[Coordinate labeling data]
□ □ □ □ □ □ □
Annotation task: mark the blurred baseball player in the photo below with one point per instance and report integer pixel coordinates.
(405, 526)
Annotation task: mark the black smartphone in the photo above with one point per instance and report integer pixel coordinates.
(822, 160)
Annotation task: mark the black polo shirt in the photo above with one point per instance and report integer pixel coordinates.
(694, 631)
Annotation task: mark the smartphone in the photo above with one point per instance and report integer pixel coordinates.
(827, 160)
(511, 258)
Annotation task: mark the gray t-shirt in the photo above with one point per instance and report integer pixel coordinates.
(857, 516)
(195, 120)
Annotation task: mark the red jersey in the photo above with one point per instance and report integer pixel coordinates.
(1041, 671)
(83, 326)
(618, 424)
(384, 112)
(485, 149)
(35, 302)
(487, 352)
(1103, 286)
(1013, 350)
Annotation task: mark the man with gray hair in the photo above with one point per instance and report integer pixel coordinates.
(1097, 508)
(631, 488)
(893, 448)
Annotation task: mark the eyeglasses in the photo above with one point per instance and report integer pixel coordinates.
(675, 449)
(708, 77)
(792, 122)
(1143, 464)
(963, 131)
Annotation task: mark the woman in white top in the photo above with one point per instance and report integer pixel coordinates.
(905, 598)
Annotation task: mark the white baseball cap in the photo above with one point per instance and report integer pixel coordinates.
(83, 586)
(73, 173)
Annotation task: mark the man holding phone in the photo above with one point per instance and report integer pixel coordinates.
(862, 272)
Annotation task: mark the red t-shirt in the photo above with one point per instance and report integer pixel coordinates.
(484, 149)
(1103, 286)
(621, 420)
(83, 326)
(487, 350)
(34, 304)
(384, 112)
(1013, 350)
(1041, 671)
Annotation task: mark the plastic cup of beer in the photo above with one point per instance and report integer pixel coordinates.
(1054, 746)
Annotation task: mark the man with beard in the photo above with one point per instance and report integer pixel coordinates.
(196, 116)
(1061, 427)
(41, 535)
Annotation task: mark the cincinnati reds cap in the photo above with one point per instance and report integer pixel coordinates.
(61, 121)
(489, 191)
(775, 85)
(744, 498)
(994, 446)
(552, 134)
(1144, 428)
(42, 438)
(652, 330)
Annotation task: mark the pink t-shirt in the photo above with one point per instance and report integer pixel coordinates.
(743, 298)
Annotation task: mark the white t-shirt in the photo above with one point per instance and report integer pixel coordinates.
□ □ □ □ □ □ □
:: REQUIRED TASK ::
Reproduce word for word everything in the material above from the line containing "Annotation task: mark the man holding" down to the end of the material, including both ends.

:: COMPLETE OUTPUT ::
Annotation task: mark the man holding phone in the photo above with one point per instance and report integer pixel coordinates.
(862, 272)
Annotation task: mark the red t-shirt in the photo above with one point per instance and report integer pixel coordinates.
(484, 149)
(1103, 286)
(621, 420)
(83, 326)
(487, 350)
(34, 304)
(384, 112)
(1013, 350)
(1041, 671)
Annotation task: mark the plastic cup of beer in the photo above with one point per instance and report integer pixel coordinates.
(1054, 746)
Annotation task: mark the man with beard in the photo above with one point per instance and report integer pixel coordinates.
(196, 116)
(1061, 427)
(41, 535)
Annotation task: mark the cincinnati reds cap in the photo above with one point per instance and report integer pixel coordinates.
(61, 121)
(489, 191)
(775, 85)
(744, 498)
(994, 446)
(552, 134)
(1144, 428)
(42, 438)
(652, 330)
Annotation task: mark the pink t-shirt in the photo above with one point per instance and report integer pixel coordinates.
(743, 298)
Annotation task: mark the white t-shirt in the photo above with one point per instance and report integer pixel coordinates.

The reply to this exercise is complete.